ВЫБРАННЫЙ ТЕКСТ
----

На глазах г. Победоносцева "святая Русь" разваливалась, ее заливало чем-то смрадным и поганым. Духовенство перерождалось в революционеров и немоляк. Нравы народные быстро портились. Преступность ужасающе росла. Пьянство, семейное распутство, крушение родительского авторитета, карточная игра, озорство, разбой, босячество - все это росло и росло, и г. Победоносцев не делал даже попыток остановить зло. Напротив. Он делал все усилия, чтобы задержать те способы, которыми народ лечился от упадка веры. Народ шел в молоканство, в штунду, народ набросился местами на евангелие. Так ведь ничего не нашли лучшего, как делать обыски и отбирать евангелие через полицию. На совести г. Победоносцева лежит наше безобразное миссионерство (я говорю о внутреннем, особенно в Поволжье и на Кавказе). На совести г. Победоносцева - ужасное выселение духоборов, десятка тысяч самых благочестивых и чистых душ во всем русском христианстве. Недаром г. Победоносцев перевел Фому Кемпийского. В его собственной вере - если судить по делам его - столько аскетической черствости, так много холодного ума и так мало милосердия к людям! Разъезжая по России, негодуя на варварство наших реставраторов, истребляющих древние иконостасы и заменяющих их дешевеньким ренессансом, - я удивлялся: даже с этой-то, с внешней стороны как ничтожна была деятельность г. Победоносцева! Он мирился со всякой дрянью в церкви. На его глазах плохие архитекторы (часто - евреи) строили русские храмы вроде павильонов минеральных вод, живописцы (тоже евреи) писали образа на декадентский манер, регенты вводили пошлые оперные напевы, модные священники освещали церкви электричеством и пр., и пр. И г. Победоносцев не мог даже с этой стороны остановить разрушение древнего исторического обличья, то старое "лицо церкви", морщины которого так дороги народу... На глазах г. Победоносцева развился неслыханный карьеризм среди духовенства, и священники-академисты позаписались в эсеры и эсдеки. А г. Победоносцев гнул все свою линию: жалованье батюшкам, пенсии, капиталы...

----

ИЗВЛЕЧЁННЫЕ ЗАПИСИ
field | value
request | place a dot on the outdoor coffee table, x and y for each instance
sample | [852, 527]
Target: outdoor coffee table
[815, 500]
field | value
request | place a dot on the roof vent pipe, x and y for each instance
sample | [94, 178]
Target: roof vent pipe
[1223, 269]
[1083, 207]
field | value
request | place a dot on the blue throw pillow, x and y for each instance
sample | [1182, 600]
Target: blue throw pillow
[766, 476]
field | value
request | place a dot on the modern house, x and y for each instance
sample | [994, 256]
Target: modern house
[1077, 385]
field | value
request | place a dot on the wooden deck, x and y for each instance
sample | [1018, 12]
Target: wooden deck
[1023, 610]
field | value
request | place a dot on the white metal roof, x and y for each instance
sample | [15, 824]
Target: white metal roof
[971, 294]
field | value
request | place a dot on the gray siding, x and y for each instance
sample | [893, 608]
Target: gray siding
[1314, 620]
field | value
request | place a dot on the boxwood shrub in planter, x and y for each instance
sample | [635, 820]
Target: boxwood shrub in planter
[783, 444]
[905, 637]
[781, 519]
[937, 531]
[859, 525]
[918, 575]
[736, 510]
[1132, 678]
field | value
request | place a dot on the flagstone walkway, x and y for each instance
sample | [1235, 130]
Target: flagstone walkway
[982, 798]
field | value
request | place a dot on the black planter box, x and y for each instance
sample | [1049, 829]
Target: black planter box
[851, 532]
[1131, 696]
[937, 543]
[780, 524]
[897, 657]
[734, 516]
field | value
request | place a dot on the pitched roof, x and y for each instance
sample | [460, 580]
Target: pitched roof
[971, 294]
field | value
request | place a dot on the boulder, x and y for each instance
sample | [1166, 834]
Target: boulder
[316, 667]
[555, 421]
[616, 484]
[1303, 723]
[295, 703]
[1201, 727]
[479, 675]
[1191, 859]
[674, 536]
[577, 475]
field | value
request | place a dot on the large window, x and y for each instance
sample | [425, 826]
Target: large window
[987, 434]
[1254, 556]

----

Можете ли вы привести заново весь текст о Победоносцеве слово в слово, ничего в нём не меняя?

На глазах г. Победоносцева "святая Русь" разваливалась, ее заливало чем-то смрадным и поганым. Духовенство перерождалось в революционеров и немоляк. Нравы народные быстро портились. Преступность ужасающе росла. Пьянство, семейное распутство, крушение родительского авторитета, карточная игра, озорство, разбой, босячество - все это росло и росло, и г. Победоносцев не делал даже попыток остановить зло. Напротив. Он делал все усилия, чтобы задержать те способы, которыми народ лечился от упадка веры. Народ шел в молоканство, в штунду, народ набросился местами на евангелие. Так ведь ничего не нашли лучшего, как делать обыски и отбирать евангелие через полицию. На совести г. Победоносцева лежит наше безобразное миссионерство (я говорю о внутреннем, особенно в Поволжье и на Кавказе). На совести г. Победоносцева - ужасное выселение духоборов, десятка тысяч самых благочестивых и чистых душ во всем русском христианстве. Недаром г. Победоносцев перевел Фому Кемпийского. В его собственной вере - если судить по делам его - столько аскетической черствости, так много холодного ума и так мало милосердия к людям! Разъезжая по России, негодуя на варварство наших реставраторов, истребляющих древние иконостасы и заменяющих их дешевеньким ренессансом, - я удивлялся: даже с этой-то, с внешней стороны как ничтожна была деятельность г. Победоносцева! Он мирился со всякой дрянью в церкви. На его глазах плохие архитекторы (часто - евреи) строили русские храмы вроде павильонов минеральных вод, живописцы (тоже евреи) писали образа на декадентский манер, регенты вводили пошлые оперные напевы, модные священники освещали церкви электричеством и пр., и пр. И г. Победоносцев не мог даже с этой стороны остановить разрушение древнего исторического обличья, то старое "лицо церкви", морщины которого так дороги народу... На глазах г. Победоносцева развился неслыханный карьеризм среди духовенства, и священники-академисты позаписались в эсеры и эсдеки. А г. Победоносцев гнул все свою линию: жалованье батюшкам, пенсии, капиталы...